# [Material for the task]

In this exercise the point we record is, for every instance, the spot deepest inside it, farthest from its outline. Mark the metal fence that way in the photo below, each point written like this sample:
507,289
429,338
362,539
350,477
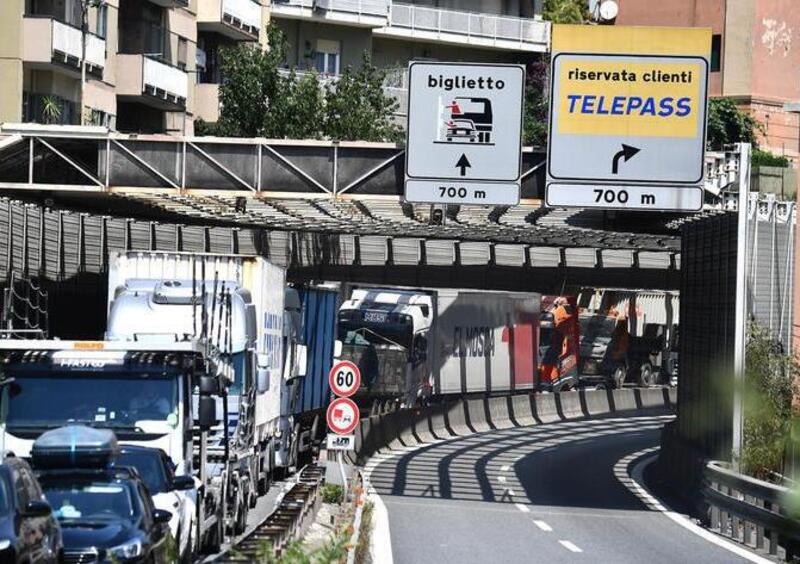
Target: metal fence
750,511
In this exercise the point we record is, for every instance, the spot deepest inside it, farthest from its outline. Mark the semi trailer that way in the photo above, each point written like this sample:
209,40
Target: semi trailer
204,356
416,345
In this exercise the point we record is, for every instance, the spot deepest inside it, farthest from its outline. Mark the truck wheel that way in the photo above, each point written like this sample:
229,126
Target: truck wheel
619,377
647,377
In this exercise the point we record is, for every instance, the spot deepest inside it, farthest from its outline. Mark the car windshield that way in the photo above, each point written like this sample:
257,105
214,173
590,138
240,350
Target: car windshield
150,469
120,402
89,501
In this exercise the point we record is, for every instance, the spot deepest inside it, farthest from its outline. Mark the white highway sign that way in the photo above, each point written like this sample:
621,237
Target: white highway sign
465,124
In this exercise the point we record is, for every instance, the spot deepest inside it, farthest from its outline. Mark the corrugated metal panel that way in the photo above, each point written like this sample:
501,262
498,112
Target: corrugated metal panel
319,334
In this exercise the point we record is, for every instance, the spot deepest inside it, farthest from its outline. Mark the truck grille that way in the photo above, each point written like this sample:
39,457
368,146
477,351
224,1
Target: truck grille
80,556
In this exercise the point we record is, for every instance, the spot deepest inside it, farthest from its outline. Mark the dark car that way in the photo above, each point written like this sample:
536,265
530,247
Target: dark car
28,529
106,515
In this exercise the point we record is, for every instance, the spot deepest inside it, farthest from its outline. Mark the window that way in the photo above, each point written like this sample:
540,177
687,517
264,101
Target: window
327,57
183,46
101,26
716,53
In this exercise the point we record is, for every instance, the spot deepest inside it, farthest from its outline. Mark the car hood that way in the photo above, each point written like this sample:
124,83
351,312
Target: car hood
104,535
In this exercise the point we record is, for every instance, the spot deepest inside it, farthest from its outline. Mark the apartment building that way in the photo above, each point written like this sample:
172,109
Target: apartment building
755,56
145,65
328,35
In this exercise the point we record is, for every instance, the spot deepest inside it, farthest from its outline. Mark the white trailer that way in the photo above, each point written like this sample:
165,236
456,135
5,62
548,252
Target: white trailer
419,343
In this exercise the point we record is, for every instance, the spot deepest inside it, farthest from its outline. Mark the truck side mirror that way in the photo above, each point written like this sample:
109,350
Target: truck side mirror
207,412
262,373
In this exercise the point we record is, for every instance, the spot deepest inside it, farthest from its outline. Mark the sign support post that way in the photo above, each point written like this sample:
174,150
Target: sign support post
740,335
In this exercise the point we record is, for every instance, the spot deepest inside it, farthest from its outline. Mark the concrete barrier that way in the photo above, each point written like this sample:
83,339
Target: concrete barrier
595,402
624,400
497,408
546,409
569,405
457,419
477,417
521,411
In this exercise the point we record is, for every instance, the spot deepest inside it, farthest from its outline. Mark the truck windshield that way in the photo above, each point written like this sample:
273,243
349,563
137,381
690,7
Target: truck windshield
122,401
89,501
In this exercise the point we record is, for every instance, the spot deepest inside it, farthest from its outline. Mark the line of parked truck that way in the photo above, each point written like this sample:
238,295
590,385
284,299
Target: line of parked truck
218,364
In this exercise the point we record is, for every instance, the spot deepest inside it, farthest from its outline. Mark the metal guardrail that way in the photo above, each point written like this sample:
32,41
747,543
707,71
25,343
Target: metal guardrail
750,511
285,524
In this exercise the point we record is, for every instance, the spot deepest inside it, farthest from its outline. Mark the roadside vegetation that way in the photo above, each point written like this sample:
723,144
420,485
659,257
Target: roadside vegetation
259,97
772,420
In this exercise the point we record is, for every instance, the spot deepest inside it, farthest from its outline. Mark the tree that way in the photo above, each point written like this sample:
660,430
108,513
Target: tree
259,98
728,124
565,11
537,105
357,108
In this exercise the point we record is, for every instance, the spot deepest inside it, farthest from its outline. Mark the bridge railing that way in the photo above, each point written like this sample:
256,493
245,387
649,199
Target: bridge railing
751,511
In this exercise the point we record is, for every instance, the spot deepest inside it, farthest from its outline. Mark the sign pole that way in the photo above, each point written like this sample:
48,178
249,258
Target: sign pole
740,336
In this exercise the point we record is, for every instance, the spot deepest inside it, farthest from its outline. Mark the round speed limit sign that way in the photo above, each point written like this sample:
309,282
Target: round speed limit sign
344,379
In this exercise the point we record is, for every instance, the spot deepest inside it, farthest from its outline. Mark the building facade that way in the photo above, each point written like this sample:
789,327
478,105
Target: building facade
152,66
755,56
145,68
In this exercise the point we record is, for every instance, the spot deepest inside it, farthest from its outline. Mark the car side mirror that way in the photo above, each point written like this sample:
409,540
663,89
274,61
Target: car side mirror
183,483
160,516
207,412
37,508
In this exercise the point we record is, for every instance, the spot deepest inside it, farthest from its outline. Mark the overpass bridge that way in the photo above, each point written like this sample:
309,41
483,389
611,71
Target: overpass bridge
325,210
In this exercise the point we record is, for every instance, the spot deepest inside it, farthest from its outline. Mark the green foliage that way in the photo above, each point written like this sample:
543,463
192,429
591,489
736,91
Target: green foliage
260,99
362,548
534,119
765,158
770,377
332,493
357,108
728,124
565,11
331,552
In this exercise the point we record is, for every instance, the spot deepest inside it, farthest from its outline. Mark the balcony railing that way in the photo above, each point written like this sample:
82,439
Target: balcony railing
468,25
369,12
245,12
67,41
160,77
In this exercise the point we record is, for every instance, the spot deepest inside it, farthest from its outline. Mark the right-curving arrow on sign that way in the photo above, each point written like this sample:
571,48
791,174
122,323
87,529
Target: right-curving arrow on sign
627,153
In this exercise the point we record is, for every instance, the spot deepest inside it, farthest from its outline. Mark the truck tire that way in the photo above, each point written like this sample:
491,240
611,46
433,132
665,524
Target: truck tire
647,376
619,377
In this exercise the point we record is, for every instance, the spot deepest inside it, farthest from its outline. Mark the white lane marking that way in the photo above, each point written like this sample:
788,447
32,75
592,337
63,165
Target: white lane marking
543,526
636,487
569,546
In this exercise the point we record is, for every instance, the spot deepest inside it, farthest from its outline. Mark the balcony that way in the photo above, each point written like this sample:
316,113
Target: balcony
49,42
171,3
152,82
363,13
239,20
408,21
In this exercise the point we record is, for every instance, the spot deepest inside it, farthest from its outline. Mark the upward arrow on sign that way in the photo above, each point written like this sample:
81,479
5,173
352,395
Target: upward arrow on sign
463,164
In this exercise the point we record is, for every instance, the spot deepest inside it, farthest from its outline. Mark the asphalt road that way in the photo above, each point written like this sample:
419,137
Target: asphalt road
548,493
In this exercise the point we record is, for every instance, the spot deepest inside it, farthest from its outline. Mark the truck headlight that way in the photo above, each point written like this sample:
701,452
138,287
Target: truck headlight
130,549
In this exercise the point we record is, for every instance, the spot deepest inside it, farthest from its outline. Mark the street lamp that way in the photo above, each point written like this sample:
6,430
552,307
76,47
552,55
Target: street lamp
85,5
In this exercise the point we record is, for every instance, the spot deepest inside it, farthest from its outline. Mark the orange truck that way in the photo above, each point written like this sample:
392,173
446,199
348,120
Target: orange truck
559,343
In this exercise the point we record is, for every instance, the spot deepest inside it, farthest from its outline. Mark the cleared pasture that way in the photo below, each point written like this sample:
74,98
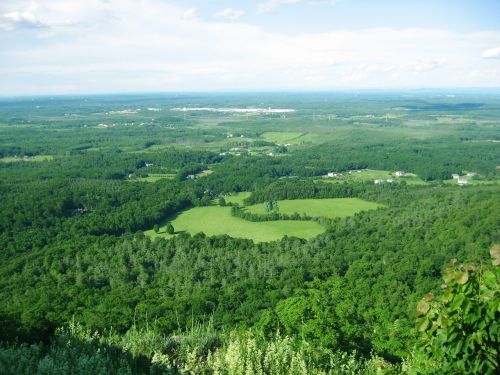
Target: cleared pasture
215,220
331,208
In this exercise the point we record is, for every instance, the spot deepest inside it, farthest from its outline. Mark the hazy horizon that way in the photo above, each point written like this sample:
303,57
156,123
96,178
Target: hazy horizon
56,47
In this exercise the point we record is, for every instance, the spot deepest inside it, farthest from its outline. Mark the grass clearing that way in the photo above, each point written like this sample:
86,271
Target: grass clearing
204,173
215,220
281,137
237,197
153,177
334,207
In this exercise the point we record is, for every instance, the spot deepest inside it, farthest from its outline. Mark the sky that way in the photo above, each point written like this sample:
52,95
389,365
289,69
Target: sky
123,46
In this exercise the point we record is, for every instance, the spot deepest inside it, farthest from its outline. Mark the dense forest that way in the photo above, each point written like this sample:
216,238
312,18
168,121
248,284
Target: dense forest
85,289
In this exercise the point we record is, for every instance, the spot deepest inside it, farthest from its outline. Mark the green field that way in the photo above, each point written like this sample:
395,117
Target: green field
215,220
237,197
335,207
281,137
11,159
153,177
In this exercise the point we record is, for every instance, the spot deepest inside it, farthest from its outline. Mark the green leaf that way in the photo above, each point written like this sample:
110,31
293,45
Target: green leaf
457,302
422,324
422,307
462,277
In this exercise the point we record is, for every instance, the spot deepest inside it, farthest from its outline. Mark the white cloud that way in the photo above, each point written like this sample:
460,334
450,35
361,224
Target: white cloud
493,53
272,5
229,14
126,45
190,13
423,66
16,19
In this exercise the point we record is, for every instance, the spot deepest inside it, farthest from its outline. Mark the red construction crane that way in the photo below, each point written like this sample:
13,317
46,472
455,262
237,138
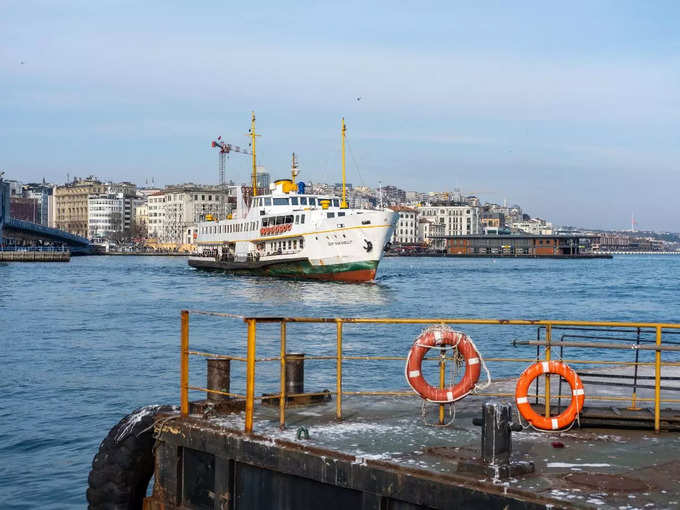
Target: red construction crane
225,148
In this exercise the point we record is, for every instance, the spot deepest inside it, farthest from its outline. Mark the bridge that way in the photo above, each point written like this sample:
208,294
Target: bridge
20,230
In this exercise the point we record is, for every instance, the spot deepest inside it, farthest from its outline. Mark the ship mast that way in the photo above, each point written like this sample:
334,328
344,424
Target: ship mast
252,143
343,204
293,170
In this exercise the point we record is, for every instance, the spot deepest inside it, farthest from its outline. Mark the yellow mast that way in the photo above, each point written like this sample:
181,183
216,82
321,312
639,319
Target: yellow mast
343,204
293,170
252,138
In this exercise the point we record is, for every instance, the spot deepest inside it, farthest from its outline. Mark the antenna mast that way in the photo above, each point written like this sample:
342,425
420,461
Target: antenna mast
252,142
343,204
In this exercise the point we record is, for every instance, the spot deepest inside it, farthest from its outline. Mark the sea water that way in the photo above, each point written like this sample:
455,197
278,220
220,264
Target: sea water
85,343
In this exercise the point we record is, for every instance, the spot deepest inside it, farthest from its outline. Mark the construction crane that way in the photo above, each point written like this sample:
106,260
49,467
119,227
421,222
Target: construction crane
225,148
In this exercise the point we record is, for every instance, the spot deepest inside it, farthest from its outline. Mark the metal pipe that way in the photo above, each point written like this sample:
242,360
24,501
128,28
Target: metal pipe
633,405
250,376
508,322
657,390
184,364
622,347
338,371
218,378
282,398
548,338
442,382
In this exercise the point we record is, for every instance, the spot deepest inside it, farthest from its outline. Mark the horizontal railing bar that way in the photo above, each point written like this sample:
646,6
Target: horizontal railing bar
511,322
623,347
631,385
216,356
217,392
624,376
216,314
640,340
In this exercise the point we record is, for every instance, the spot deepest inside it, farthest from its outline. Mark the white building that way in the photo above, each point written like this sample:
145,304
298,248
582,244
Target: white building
406,231
535,226
456,219
106,215
173,210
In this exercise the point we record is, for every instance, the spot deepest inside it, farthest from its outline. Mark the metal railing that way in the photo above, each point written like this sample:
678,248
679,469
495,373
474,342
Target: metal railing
574,335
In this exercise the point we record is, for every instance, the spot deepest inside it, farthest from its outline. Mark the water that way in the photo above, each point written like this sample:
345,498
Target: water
85,343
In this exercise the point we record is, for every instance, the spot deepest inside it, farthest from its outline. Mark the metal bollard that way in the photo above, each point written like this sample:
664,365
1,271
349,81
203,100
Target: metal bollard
218,378
496,444
295,373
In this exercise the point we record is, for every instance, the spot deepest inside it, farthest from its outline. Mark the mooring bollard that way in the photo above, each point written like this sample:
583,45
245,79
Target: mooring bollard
295,373
218,378
496,444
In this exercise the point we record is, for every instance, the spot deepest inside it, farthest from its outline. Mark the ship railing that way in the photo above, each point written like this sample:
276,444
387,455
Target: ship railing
594,342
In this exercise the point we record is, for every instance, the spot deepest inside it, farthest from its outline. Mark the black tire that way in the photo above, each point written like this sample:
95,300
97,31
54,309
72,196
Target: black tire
123,466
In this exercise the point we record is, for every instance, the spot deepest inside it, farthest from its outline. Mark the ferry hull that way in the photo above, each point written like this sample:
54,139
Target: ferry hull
363,271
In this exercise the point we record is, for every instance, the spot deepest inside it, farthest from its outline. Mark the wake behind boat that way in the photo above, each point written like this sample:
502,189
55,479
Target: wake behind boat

# [Required action]
Out of the entries, pull every line that mentions "below".

# [Output for this task]
In this exercise the point we record is, for every instance, the spot deepest inside it, farthest from its outline. Mark the metal fence that way in the photo below, each point written like this sample:
In this exercise the point we record is, for every instance, the spot deepest inside it, farthest from its outline. Mark the cleared pasture that way in the photo below, each point written like this sample:
In this exercise the point we record is, for every instance, the spot deepest inside it, farthest from its outline. Mark the red construction crane that way in the photo below, each point written like this sample:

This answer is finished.